■ **RECORDS TO USE**
----------
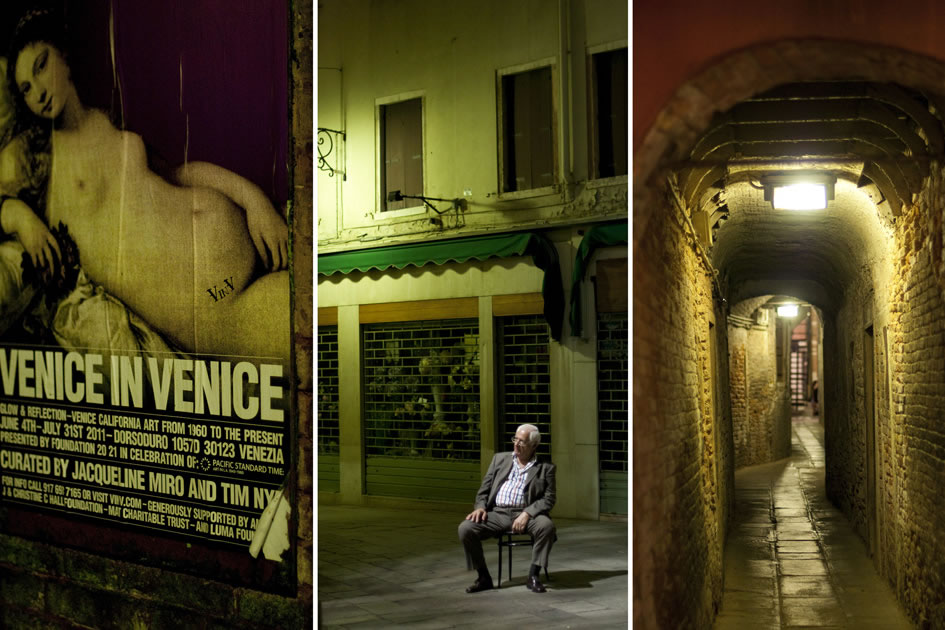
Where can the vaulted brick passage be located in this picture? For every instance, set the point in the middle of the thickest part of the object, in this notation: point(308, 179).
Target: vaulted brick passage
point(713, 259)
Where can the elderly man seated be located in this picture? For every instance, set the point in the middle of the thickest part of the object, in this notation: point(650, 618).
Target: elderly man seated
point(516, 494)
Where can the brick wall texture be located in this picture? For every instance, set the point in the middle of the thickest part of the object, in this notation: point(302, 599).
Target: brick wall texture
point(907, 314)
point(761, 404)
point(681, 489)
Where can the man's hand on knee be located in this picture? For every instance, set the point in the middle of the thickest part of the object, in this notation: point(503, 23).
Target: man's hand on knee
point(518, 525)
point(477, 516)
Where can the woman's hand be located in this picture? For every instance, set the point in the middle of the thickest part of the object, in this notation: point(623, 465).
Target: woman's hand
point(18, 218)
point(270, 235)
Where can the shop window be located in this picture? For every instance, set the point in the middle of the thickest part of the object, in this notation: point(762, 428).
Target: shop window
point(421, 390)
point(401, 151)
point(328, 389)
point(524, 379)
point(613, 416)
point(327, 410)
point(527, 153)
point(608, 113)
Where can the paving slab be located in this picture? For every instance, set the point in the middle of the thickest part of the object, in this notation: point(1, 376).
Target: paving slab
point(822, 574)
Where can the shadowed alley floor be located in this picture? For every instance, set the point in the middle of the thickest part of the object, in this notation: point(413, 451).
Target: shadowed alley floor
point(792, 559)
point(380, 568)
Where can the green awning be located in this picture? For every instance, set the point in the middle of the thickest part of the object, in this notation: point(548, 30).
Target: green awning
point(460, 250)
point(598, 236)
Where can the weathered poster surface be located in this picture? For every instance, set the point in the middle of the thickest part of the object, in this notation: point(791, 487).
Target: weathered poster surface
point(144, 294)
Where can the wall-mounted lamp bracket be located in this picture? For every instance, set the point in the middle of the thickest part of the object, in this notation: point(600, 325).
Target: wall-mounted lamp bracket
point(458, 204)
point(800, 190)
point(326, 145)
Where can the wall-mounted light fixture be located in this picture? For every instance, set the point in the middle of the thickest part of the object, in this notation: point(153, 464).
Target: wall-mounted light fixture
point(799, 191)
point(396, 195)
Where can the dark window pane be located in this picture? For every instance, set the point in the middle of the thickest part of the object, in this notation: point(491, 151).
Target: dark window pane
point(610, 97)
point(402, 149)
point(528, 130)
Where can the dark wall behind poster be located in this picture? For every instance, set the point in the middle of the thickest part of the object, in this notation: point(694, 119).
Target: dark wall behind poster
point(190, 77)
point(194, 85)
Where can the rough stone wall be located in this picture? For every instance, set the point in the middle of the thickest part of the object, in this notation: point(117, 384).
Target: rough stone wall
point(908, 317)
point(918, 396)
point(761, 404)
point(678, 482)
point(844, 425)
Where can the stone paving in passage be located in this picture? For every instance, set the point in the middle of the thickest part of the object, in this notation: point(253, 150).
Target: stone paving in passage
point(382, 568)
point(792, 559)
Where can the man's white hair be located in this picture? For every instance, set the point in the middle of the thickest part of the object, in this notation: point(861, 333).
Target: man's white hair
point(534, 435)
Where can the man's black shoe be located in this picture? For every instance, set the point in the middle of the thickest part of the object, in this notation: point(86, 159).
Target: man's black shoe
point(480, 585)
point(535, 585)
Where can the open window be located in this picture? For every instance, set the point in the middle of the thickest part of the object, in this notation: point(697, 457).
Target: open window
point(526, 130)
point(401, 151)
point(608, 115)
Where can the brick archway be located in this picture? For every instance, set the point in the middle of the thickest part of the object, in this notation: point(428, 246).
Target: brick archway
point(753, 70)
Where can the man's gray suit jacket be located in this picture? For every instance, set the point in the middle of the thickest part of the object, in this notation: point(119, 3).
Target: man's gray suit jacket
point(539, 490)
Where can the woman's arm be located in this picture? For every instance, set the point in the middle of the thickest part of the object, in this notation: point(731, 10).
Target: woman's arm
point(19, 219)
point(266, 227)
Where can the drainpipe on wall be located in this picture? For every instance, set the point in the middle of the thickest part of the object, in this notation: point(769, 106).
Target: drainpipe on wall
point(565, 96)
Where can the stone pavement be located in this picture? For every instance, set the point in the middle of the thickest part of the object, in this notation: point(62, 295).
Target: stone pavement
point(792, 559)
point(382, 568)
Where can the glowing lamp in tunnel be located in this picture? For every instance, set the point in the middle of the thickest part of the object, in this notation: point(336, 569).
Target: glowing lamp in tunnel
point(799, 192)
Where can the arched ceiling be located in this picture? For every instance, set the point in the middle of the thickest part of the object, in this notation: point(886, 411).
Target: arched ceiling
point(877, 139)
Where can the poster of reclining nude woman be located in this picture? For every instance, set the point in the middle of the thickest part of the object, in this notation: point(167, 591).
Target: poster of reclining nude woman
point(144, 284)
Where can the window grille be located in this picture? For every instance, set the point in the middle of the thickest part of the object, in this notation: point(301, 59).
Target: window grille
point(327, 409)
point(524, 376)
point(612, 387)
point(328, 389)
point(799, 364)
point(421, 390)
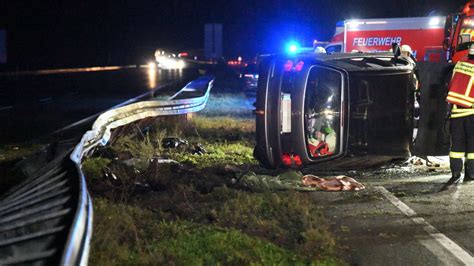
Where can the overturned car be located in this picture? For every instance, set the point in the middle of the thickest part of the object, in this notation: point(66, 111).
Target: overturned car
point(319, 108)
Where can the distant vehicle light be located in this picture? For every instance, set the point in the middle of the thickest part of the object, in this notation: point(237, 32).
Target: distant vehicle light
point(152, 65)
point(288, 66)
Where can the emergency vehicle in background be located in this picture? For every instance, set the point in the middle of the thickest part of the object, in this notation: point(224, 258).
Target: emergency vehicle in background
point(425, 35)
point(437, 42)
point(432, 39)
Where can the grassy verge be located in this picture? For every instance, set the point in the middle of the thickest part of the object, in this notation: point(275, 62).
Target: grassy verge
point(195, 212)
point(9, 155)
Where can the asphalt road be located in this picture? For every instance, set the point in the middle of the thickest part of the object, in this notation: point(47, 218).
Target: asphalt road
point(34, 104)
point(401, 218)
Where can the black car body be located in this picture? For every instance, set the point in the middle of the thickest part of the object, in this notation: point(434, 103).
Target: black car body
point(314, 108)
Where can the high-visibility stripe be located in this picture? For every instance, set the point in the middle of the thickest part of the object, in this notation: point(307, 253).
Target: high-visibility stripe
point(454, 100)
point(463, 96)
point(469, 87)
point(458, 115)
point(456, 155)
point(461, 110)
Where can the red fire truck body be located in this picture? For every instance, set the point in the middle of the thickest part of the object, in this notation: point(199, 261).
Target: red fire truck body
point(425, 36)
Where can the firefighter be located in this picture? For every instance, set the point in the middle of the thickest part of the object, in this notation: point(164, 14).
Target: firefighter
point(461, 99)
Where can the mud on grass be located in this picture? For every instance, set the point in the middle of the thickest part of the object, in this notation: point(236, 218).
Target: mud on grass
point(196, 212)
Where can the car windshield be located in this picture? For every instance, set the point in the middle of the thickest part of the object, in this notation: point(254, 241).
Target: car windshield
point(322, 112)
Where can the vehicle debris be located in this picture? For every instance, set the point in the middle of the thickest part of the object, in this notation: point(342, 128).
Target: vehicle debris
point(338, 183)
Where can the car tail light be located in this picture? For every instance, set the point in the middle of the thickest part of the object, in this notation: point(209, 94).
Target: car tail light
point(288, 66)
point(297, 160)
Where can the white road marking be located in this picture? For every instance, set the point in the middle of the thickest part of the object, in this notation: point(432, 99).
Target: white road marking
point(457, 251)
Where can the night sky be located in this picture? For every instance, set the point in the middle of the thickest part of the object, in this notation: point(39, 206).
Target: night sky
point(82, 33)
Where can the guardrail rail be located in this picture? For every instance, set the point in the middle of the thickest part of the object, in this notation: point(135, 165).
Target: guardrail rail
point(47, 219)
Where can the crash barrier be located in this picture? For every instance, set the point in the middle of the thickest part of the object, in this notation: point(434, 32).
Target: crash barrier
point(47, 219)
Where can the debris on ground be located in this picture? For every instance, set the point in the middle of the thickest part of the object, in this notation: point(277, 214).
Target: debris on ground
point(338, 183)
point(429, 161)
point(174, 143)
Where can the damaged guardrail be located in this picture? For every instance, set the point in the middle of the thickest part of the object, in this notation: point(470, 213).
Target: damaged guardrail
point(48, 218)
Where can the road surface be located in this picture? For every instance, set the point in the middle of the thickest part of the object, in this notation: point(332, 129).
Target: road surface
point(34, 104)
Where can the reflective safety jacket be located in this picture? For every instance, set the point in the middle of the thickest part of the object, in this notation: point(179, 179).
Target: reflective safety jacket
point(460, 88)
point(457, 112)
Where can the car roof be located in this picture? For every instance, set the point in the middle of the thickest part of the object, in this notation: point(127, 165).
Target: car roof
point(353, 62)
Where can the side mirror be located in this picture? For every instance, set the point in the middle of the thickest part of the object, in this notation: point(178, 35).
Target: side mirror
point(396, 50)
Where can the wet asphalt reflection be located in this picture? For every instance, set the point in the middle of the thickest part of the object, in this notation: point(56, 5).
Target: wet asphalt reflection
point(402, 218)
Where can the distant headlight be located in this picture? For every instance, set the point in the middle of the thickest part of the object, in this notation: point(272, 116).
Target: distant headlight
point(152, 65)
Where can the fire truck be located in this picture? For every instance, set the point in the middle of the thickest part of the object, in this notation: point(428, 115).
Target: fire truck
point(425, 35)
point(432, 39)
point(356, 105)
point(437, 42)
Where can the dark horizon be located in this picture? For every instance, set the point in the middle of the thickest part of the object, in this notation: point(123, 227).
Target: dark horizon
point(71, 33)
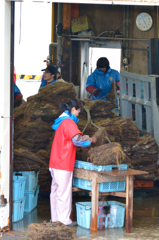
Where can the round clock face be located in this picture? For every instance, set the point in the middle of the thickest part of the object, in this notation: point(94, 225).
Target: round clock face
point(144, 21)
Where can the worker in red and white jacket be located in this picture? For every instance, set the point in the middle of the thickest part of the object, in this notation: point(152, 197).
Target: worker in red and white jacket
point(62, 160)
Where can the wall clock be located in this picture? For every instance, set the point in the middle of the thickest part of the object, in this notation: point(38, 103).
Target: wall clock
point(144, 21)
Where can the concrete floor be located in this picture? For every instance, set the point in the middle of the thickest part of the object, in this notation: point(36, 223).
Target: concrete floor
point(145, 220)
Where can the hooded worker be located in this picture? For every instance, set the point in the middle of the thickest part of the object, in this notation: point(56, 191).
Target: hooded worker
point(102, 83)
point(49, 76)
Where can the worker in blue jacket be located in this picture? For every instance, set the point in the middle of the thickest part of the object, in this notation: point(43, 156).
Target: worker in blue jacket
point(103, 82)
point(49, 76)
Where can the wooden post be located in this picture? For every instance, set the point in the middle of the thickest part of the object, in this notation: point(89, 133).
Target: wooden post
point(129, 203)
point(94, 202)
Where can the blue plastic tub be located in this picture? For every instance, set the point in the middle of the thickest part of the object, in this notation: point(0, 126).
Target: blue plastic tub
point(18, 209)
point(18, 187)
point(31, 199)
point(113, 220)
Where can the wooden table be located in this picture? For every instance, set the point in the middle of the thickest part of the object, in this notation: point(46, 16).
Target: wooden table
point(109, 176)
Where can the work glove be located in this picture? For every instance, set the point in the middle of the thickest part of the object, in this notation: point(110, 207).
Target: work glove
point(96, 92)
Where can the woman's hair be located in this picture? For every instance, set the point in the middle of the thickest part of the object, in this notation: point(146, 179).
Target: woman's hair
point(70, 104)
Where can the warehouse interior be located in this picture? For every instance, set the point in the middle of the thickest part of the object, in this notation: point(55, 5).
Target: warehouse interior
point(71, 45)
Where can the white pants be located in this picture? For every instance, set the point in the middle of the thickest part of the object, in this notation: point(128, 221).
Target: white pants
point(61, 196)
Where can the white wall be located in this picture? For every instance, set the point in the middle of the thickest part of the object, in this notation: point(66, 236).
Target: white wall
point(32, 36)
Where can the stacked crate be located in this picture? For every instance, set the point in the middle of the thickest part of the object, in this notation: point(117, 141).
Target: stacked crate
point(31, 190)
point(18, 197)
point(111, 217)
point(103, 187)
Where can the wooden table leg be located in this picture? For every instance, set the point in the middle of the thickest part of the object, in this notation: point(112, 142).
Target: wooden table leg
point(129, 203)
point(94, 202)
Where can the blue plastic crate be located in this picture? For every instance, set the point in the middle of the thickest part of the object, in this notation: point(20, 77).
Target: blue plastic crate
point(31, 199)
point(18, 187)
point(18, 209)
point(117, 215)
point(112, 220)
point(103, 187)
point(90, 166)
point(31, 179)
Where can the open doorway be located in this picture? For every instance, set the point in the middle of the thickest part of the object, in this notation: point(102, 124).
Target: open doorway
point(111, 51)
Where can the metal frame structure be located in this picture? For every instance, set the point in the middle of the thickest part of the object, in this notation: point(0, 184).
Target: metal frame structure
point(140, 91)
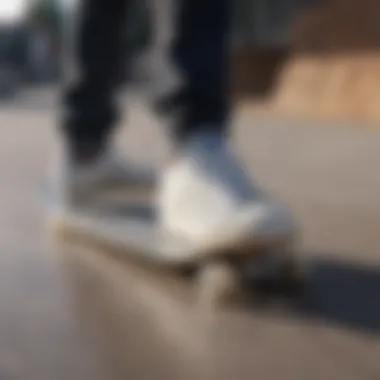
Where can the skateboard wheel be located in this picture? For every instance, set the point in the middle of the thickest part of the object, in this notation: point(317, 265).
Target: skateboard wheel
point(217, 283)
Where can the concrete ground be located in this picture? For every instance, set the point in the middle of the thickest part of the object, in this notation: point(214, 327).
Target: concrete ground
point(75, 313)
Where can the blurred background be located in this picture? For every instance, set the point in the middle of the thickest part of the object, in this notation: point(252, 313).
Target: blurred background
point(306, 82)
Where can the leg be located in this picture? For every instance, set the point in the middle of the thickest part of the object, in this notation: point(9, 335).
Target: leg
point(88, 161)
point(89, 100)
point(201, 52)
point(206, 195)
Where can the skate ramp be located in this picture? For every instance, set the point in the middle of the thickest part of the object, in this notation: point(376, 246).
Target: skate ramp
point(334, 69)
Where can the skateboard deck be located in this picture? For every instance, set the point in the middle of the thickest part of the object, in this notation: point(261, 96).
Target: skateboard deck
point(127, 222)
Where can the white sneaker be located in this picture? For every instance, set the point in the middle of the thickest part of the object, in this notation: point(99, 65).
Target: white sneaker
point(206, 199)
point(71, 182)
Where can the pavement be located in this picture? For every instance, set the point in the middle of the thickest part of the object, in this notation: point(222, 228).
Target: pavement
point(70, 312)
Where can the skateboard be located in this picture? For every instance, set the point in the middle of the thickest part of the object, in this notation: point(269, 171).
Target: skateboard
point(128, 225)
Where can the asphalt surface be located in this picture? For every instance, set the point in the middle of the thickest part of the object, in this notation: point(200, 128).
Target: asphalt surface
----------
■ **DO THIS**
Copy out the entries above verbatim, starting at the line containing "Where can the dark horizon" and ending at the line containing "point(71, 33)".

■ **WRITTEN SOLUTION**
Where can the dark horizon be located in this picture? For every instance, set the point in the middle of the thickest part of the object, in this notation: point(123, 227).
Target: dark horizon
point(71, 33)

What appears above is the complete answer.